(読解文):
新人から中堅看護師向けの各研修を取り入れている医療機関は多いが、中堅以降の看護師を対象にした研修はほぼ無いというところが多い。それ以降は、個々の責任や自覚次第というところが大きかった。だが、中堅以降の看護師のキャリア開発も大事だという考えもあり、考案されたのがクリニカルラダーである。
職場によって内容は異なるものの、集合研修の後キャリアごとにレベル分けをして、ラダー評価や目標管理、課題レポートなどを行い、個々の看護に対する行動を評価するのが一般的だ。なお、レベルは1が新人、レベル2が一人前、レベル3が中堅、レベル4が達人という程度に設定している職場が多い。
ラダー評価は、各レベルに求められる能力を持っているかどうかを客観的に判断する評価で、目標管理は目標設定とパフォーマンス管理、成果評価、さらに改善という過程において目標に向かい取り組んでいった結果を見積もることを目的としている。

(課題の指示): 上のクリニカルラダーについての文章を、最後の文に続けて書き進めてもらえますか。

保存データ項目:

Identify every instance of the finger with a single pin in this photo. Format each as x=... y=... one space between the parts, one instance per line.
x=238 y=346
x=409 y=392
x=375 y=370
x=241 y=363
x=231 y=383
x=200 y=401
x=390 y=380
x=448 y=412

(解答欄):
それに加えて、課題レポートもある。課題レポートは、看護課程の展開をどの程度理解しているかを知るため、テーマに沿ったレポートを書くものである。こうした内容のクリニカルラダーを実施することで、各看護師の能力を測ることができるのだ。そして、各レベルに求められる以上の能力を有していることがわかれば、看護師はレベルアップするのである。職場によっては、このレベルに応じて昇給するところもあるため、看護師の技術はもとより、士気が上がる評価システムと言える。
看護師は肉体的にも精神的にも負担が大きくなりがちな職業であるから、正しく他者から評価されるのは重要なことだろう。クリニカルラダーの場合、努力をすればわかりやすくステップアップできるため、仕事の評価を上げる方法として最適なのである。